GIVEN PROBLEM A:
In the worked solution on electrode potentials, translate this sentence into Spanish: "Using the standard electrode potentials given in Table 3.1, predict if the reaction between the following is feasible."
GIVEN PROBLEM B:
According to the worked solution on electrode potentials, what value of E^o_cell is found for the reaction between Fe3+(aq) and I−(aq)?
GIVEN PROBLEM C:
Continue the worked solution on electrode potentials from the point where it stops.

READING PASSAGE:

::::::

Using the standard electrode potentials given in Table 3.1, predict if the reaction between the following is feasible

Q.17: Using the standard electrode potentials given in Table 3.1, predict if the reaction between the following is feasible:

(i) Fe3+(aq) and I−(aq)

 (ii) Ag+ (aq) and Cu(s)

(iii) Fe3+ (aq) and Br−(aq)

(iv) Ag(s) and Fe3+(aq)

(v) Br2 (aq) and Fe2+ (aq).

Solution:

For a feasible reaction

∆_rG^θ  < 0

And  ∆_rG^θ = – nFE^o_cell   so that

– nFE^o_cell  <  0

n and F both are always positive values
so that

–E^o_cell  <  0

Change the sign we get

E^o_cell     >  0

Hence for any feasible reaction E^o_cell will always positive

(i)

Use this link to get all values of E^o

http://ncerthelp.blogspot.com/2013/04/the–standard–electrode–potentials–at.html

Balance possible half reactions are

2Fe³⁺ + 2e^–  ––– > 2Fe ⁺²                     E^o = +0.77 V

2I^–                ––– >  I₂ + 2e^–                  E^o   = –0.54 V

Add the values we get

E^o_cell  = +0.23

Here E^o_cell > 0 so reaction is possible

(ii)

::::::

EXTRACTED DATA:
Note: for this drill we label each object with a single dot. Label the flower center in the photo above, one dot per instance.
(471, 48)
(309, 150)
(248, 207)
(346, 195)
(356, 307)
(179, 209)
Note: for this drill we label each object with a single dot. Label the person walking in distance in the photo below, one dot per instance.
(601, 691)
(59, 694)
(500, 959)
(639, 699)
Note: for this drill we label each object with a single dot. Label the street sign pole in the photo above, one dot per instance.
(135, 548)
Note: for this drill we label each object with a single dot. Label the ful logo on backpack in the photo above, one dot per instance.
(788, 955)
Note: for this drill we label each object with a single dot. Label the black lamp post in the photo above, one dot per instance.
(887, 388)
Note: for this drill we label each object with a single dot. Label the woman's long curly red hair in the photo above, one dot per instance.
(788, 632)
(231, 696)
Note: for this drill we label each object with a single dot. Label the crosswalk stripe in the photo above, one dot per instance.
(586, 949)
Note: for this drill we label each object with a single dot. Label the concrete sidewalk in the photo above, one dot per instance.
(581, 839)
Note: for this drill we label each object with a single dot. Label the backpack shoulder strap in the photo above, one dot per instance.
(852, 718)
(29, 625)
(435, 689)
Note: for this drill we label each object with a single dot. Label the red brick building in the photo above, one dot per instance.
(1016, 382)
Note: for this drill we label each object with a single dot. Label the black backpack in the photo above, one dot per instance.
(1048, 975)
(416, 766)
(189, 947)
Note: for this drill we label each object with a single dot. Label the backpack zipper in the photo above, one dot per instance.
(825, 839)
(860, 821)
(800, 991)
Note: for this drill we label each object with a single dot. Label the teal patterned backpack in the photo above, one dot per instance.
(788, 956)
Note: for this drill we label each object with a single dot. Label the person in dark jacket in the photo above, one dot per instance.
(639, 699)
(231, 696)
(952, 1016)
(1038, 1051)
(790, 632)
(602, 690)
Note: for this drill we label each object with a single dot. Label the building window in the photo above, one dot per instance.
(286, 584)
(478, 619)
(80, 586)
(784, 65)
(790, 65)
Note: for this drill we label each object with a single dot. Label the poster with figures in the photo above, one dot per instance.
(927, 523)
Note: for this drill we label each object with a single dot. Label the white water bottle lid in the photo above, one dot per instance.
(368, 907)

::::::

REPLY A:
Utilizando los potenciales estándar de electrodo indicados en la Tabla 3.1, predice si la reacción entre los siguientes es factible.

REPLY B:
+0.23

REPLY C:
2Ag⁺ + 2e^–   ––– > 2Ag                        E^o = +0.80 V

Cu               ––– >  Cu⁺² + 2e^–             E^o   = –0.34 V

Add the values we get

E^o_cell  = +0.46V

Here E^o_cell > 0 so reaction is possible

(iii)

2Fe³⁺ + 2e^–  ––– > 2Fe ⁺²                     E^o = +0.77 V

2Br^–                       ––– >  Br₂ + 2e^–               E^o = –1.09 V

Add the values we get

E^o_cell  = –0.32V

Here E^o_cell <  0 so reaction is not possible

(iv)

2Ag              ––– > 2Ag ⁺¹ + 2e^–            E^o = – 0.80 V

2Fe³⁺ + 2e^–  ––– > 2Fe ⁺²                     E^o = +0.77 V

Add the values we get

E^o_cell  = –0.03V

Here E^o_cell <  0 so reaction is not possible

(V)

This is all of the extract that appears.